### Task
In the listing that follows, count the lines that include "eyeglasses", and answer with the total alone.

### Material for this task
= Beginning of Section =
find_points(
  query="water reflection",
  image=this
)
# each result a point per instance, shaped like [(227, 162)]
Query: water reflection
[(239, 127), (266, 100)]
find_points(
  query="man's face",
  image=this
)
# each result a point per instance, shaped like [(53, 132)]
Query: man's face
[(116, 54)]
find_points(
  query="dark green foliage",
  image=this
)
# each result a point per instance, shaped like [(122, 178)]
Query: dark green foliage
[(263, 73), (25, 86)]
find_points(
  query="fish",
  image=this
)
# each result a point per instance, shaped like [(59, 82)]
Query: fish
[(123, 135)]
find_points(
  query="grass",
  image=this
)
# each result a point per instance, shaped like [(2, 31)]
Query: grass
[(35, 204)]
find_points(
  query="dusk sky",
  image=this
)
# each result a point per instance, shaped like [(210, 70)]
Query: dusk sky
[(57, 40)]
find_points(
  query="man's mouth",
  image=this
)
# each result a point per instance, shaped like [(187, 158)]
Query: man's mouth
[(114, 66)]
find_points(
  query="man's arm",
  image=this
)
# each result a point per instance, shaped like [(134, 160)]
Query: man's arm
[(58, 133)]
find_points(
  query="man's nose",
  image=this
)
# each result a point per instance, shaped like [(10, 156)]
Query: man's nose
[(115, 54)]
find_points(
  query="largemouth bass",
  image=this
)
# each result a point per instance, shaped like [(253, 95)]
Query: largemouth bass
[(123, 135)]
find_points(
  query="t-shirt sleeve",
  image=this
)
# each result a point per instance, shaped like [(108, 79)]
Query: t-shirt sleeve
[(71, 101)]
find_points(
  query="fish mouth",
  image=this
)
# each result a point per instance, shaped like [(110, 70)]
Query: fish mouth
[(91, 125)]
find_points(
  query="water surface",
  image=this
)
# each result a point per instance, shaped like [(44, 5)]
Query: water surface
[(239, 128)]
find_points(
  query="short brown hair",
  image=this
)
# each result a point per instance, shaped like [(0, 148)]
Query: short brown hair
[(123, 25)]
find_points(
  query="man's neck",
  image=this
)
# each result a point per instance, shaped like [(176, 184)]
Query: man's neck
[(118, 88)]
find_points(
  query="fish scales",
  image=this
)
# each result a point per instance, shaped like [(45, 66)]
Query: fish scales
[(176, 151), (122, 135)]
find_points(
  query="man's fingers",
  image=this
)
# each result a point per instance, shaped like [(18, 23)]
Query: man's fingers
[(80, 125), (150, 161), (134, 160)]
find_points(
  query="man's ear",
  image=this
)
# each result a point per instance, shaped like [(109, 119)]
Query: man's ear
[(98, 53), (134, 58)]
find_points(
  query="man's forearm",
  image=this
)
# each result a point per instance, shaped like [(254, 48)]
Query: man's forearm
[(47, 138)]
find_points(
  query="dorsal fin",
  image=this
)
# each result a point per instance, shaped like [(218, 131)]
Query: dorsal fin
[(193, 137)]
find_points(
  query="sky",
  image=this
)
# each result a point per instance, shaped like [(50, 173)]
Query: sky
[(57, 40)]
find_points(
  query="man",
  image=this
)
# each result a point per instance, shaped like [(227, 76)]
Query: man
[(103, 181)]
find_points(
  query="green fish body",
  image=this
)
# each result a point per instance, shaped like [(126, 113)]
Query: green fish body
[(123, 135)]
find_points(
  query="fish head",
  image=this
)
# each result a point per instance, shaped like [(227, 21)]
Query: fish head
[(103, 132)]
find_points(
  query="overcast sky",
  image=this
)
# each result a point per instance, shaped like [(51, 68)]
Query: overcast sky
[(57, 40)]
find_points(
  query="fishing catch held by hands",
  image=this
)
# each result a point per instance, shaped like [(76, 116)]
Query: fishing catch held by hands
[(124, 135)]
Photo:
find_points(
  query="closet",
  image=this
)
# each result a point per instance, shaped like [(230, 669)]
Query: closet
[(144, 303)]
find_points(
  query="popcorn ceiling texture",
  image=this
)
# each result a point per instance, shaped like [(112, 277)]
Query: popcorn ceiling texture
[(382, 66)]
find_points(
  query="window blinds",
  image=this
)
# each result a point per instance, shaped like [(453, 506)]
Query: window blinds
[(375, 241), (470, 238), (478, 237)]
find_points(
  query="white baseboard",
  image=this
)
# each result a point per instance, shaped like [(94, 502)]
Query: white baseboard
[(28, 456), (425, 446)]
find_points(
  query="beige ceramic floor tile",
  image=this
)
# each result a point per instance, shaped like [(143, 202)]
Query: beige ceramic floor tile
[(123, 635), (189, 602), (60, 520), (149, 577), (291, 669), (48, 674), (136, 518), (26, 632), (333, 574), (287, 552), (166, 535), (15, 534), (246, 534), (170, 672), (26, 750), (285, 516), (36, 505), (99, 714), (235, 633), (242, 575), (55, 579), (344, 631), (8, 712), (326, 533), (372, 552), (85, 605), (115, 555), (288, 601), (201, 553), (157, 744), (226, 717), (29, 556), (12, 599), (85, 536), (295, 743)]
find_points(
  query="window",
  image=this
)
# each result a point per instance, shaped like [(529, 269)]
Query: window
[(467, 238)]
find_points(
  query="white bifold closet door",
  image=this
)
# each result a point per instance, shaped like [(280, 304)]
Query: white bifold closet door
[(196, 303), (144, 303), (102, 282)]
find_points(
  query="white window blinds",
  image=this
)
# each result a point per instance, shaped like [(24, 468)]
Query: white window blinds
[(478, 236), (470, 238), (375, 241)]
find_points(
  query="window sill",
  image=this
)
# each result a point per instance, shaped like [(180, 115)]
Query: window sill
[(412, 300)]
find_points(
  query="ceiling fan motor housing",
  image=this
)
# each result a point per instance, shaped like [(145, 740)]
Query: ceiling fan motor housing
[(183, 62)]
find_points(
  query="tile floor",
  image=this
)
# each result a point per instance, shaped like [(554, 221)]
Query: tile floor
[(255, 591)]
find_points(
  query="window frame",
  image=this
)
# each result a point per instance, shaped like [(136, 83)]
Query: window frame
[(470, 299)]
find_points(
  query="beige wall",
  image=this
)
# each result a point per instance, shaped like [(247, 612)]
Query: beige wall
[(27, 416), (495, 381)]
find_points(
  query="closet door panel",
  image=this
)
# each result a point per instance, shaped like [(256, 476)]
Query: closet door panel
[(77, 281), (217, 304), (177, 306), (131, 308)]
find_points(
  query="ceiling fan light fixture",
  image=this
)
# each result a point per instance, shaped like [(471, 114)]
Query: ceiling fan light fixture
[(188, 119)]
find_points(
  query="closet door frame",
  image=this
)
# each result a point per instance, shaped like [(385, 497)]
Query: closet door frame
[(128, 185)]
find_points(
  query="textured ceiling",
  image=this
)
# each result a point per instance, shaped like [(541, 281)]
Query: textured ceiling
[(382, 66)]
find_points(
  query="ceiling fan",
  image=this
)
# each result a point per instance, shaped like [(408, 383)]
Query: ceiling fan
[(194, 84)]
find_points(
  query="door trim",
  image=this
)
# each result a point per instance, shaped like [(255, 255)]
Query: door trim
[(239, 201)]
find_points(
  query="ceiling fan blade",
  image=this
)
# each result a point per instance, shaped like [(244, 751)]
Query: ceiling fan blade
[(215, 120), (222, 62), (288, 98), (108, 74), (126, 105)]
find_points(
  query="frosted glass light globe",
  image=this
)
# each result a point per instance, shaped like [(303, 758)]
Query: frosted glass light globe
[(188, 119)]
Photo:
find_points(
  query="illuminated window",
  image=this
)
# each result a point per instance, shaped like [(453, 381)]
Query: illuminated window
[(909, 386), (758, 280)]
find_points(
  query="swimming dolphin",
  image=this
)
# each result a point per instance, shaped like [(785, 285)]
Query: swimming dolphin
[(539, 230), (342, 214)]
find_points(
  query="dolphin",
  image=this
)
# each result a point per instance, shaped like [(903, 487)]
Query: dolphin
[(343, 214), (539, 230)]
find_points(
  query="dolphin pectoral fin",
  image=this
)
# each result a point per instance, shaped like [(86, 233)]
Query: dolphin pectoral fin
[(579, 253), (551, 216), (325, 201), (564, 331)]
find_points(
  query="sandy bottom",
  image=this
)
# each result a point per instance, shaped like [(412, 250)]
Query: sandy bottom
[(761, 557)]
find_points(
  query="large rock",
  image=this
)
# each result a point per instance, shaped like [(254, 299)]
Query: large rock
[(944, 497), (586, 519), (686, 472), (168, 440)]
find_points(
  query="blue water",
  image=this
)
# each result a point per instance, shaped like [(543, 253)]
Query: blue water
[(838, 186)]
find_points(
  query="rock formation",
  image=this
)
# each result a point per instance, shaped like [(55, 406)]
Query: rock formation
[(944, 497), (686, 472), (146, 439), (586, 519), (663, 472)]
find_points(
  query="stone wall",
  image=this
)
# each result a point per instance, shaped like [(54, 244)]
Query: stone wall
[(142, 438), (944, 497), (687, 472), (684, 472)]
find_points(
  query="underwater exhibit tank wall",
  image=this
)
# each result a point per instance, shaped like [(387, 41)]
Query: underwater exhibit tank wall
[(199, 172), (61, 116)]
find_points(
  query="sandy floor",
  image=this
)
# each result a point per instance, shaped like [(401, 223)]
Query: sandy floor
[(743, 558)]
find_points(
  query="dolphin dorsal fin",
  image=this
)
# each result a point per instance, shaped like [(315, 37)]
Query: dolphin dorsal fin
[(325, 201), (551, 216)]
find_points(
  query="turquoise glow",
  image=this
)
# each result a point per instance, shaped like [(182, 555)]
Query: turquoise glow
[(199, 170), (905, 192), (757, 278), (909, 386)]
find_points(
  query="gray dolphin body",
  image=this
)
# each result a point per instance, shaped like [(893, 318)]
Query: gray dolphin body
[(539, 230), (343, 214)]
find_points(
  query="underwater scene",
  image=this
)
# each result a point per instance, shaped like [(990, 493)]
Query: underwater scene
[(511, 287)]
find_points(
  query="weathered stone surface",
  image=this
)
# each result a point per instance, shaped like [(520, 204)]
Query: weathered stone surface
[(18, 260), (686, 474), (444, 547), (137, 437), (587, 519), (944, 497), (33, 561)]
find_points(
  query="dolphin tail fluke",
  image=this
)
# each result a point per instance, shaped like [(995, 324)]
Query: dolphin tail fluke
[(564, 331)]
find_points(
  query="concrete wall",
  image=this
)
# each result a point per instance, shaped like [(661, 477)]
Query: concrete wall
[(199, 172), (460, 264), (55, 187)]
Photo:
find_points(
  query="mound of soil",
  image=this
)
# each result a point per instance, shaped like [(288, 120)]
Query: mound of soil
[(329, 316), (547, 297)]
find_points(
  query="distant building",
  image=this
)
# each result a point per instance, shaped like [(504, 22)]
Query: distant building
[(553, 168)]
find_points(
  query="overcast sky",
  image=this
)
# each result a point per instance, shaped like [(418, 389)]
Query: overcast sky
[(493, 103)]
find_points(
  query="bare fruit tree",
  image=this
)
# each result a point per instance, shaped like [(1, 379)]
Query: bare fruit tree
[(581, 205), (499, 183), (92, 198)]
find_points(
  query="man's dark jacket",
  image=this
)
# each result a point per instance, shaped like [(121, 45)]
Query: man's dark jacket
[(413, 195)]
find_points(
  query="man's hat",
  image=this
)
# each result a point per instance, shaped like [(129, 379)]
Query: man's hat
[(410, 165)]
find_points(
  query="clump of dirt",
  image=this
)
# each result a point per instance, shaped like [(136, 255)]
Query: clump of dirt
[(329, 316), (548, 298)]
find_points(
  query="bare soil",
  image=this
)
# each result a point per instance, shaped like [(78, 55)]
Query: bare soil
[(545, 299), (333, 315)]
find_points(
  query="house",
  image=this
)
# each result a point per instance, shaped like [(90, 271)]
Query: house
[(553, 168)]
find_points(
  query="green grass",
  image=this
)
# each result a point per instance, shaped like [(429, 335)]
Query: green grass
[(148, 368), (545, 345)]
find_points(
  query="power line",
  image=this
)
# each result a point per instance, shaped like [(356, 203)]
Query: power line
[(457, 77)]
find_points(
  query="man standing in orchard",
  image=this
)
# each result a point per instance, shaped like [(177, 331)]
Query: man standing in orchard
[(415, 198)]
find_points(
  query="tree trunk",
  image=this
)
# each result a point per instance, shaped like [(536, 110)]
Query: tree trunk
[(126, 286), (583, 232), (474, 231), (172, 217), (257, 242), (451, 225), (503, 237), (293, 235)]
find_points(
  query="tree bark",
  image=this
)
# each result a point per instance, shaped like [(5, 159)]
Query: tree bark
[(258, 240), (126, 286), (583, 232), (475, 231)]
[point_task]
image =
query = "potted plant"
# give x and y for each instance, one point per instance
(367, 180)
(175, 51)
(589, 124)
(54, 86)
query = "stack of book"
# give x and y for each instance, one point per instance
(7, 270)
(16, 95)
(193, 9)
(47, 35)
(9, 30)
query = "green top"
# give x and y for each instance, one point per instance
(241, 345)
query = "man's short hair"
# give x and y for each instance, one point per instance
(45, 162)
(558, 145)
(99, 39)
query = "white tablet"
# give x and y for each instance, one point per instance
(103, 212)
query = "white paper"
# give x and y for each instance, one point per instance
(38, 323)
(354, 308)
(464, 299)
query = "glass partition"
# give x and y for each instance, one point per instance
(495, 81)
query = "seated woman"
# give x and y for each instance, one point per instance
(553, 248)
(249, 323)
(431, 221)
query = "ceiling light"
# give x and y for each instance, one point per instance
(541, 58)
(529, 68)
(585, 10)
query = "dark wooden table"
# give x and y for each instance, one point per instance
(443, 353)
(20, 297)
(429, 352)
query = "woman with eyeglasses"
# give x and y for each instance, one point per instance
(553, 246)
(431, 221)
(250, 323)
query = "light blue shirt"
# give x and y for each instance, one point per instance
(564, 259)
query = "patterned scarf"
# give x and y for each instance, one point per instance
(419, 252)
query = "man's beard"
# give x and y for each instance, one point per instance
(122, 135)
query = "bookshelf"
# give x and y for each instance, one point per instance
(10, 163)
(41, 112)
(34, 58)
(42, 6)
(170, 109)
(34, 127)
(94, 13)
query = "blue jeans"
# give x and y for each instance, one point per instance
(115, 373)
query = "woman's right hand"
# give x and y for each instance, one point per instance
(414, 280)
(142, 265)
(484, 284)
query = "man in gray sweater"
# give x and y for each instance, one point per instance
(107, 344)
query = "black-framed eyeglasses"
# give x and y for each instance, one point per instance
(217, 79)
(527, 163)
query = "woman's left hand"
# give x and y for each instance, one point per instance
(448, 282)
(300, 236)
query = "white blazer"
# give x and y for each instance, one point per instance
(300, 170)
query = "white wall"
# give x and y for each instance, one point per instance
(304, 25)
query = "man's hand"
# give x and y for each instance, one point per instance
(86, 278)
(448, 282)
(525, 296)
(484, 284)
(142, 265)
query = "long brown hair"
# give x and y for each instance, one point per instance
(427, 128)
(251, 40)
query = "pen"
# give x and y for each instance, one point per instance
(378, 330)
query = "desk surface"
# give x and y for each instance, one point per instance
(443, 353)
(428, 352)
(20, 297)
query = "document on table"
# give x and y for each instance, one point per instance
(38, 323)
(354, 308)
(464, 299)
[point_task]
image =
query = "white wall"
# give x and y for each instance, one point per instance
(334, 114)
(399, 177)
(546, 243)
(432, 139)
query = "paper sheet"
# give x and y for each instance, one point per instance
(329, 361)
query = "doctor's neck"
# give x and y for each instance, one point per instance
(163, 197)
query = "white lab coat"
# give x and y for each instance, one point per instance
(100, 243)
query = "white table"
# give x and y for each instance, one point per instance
= End of Section =
### Output
2